**Text passage:**
▬▬▬▬▬▬▬▬▬▬
Passions were running high last Saturday as government officials met the public for the second stage of consultation on reclamation in Hong Kong waters.
Large-scale development is understandably a touchy subject, and none more so than in the government's updated proposal for reclamation at five sites, the majority of which is intended for Hong Kong's western waters and coastline. This is an area already congested with big plans, with the likes of the Hong Kong-Zhuhai-Macau Bridge and the proposed third runway. It is also home to Hong Kong's iconic pink dolphin.
It is not surprising that few at the packed community hall in Tsing Yi held back with their comments. There were those who harked back to Hong Kong's history of reclamation, which gave birth to the numerous new towns that exist today. Others claimed that a more efficient use of existing sites - adapting degraded or underutilised areas - would provide sufficient land.
But the question on everyone's lips was: how will the reclaimed land be used?
While a broad spectrum of people were present at the public forum, from green groups to the fisherfolk, from members of the post-80s generation to those in their 50s, the common thread was a genuine wish to resolve some of Hong Kong's persistent social problems, chief of which is the unaffordability of housing.
However, the public should not be duped into thinking that reclamation can offer a remedy.
▬▬▬▬▬▬▬▬▬▬
**Listed entries:**
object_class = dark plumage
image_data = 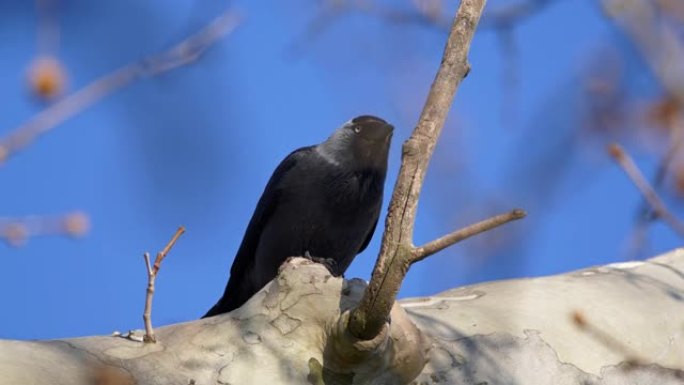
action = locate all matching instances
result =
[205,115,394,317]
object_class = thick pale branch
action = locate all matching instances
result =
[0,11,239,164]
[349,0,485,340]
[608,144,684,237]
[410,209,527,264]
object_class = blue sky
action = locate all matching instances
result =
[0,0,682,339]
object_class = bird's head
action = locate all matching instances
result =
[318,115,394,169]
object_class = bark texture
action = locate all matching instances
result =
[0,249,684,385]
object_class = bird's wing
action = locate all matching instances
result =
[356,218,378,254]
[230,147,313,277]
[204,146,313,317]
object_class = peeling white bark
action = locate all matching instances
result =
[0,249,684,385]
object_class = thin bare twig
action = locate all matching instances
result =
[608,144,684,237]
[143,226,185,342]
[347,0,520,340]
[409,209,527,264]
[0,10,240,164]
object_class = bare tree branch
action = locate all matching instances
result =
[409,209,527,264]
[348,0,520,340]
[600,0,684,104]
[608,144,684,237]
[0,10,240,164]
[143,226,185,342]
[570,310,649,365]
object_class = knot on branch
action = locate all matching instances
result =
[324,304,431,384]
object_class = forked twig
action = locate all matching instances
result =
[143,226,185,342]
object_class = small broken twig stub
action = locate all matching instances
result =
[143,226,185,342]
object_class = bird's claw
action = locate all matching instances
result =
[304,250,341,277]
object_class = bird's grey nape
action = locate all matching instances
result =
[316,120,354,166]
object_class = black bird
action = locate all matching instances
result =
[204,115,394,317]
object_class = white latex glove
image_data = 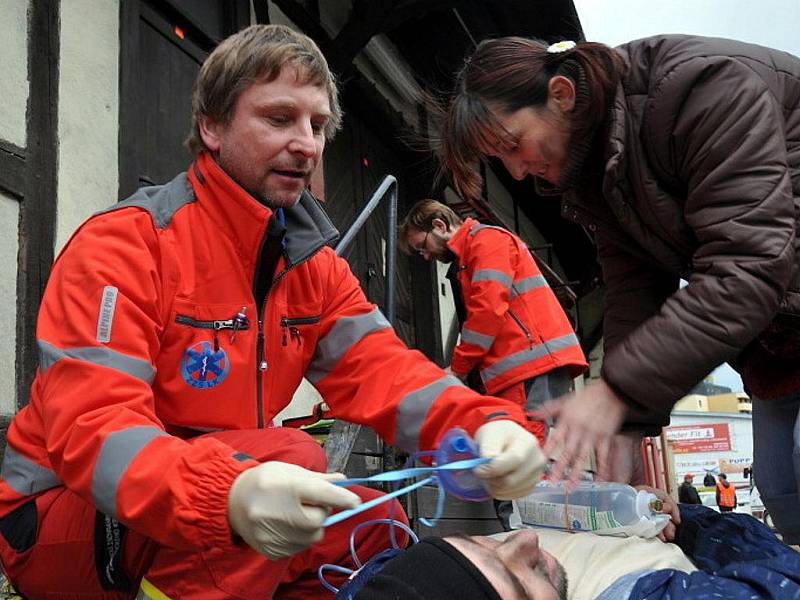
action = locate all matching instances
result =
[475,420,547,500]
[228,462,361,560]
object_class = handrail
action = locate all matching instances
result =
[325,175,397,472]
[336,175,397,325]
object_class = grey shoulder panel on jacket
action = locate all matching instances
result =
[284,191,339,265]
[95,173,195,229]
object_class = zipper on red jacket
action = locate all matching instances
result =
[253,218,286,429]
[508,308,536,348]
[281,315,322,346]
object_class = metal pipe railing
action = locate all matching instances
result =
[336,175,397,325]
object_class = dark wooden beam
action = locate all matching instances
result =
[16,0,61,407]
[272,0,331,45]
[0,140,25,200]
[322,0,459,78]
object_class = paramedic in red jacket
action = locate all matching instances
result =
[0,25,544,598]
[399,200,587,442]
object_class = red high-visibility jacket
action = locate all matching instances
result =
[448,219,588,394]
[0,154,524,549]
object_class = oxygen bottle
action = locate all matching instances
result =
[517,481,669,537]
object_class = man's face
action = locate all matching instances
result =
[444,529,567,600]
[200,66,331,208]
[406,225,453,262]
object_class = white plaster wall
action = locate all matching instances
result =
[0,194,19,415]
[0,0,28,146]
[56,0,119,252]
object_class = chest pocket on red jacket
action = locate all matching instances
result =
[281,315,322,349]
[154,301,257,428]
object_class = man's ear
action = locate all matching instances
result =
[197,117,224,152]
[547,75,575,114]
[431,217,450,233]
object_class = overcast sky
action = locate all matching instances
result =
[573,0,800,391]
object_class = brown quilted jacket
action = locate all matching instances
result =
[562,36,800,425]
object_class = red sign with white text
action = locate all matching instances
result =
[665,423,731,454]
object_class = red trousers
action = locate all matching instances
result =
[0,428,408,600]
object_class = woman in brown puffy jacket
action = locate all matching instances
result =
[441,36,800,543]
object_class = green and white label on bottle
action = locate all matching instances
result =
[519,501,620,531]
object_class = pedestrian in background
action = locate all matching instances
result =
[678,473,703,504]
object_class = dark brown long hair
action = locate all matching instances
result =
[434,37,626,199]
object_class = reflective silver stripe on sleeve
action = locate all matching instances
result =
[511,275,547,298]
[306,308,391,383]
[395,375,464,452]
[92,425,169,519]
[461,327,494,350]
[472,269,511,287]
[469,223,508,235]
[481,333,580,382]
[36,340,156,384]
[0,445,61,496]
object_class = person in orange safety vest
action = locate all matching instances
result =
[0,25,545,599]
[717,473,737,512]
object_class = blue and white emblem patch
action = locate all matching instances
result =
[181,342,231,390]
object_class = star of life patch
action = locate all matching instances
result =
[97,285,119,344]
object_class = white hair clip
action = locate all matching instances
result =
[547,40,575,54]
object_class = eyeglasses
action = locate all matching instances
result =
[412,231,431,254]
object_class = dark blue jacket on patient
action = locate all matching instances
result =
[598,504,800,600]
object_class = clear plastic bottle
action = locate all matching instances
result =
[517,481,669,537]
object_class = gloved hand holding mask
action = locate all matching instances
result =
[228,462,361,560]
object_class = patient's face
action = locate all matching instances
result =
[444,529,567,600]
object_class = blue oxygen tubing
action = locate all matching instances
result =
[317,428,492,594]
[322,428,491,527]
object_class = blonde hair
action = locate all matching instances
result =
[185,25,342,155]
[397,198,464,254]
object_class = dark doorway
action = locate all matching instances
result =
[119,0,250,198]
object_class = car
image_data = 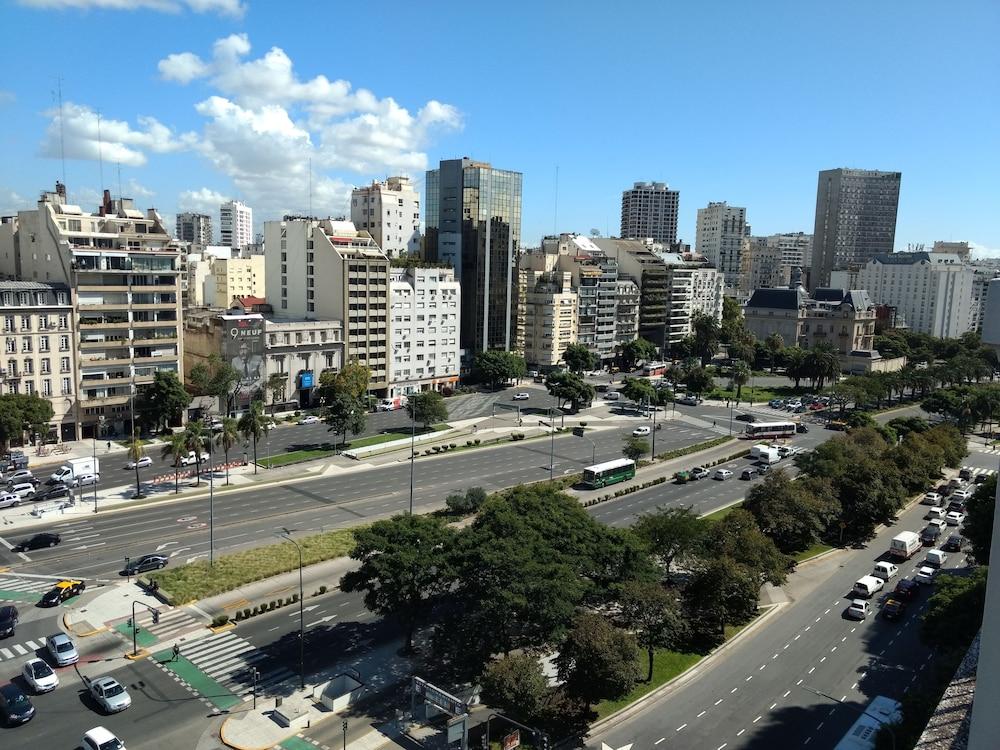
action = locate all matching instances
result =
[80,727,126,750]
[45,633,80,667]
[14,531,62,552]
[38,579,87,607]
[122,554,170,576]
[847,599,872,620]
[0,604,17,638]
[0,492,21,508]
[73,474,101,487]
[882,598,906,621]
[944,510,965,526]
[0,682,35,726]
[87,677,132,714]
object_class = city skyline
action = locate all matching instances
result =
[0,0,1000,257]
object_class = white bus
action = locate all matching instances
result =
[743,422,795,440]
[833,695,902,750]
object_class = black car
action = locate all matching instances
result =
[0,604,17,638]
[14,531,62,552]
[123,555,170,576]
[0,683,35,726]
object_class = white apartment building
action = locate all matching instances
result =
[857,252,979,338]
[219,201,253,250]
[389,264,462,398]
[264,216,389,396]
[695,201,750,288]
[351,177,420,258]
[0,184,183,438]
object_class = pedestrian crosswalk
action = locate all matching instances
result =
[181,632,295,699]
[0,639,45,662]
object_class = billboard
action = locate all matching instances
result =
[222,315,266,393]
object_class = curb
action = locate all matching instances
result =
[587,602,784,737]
▬▬▬▬▬▬▬▬▬▬
**What to work on:**
1. List the groups of people that the reclamation article names as present at the public forum.
2. Pick out every line of the records that contains the string "bottle", treating uppercase and lowercase as different.
The reclamation article and the records are unrelated material.

**Answers provided:**
1.
- green groups
- the fisherfolk
- members of the post-80s generation
- those in their 50s

2.
object_class = oxygen bottle
object_class = green and white label on bottle
object_class = clear plastic bottle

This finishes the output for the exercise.